JOB: Reproduce the entries from the line with "Below is an image for object localization." to the line with "[129,47,156,60]", substituting "target_label" for each occurrence of "item_to_find" and leaving everything else unchanged.

DATA PROVIDED:
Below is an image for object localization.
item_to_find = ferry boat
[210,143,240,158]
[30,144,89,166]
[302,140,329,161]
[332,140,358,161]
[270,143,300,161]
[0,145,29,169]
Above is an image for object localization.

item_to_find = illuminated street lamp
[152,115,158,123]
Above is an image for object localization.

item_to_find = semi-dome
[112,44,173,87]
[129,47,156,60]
--
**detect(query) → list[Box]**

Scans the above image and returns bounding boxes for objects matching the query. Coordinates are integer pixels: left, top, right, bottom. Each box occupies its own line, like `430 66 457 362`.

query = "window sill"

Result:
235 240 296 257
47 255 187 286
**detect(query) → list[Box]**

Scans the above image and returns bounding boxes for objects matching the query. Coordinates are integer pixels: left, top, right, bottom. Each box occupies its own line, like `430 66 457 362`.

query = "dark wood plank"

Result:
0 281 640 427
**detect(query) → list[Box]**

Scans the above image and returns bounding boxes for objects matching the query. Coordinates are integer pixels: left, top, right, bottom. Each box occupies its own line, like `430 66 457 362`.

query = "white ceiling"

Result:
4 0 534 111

EXERCISE SOLUTION:
Below is an image for object localization.
target_label = ferry boat
[210,143,240,158]
[30,144,89,166]
[302,140,329,161]
[332,140,358,161]
[270,143,300,161]
[0,145,29,169]
Above is an image for object localization.

target_label = illuminated street lamp
[152,115,158,123]
Above is an image for object localization.

target_label = semi-dome
[112,44,173,87]
[129,47,156,60]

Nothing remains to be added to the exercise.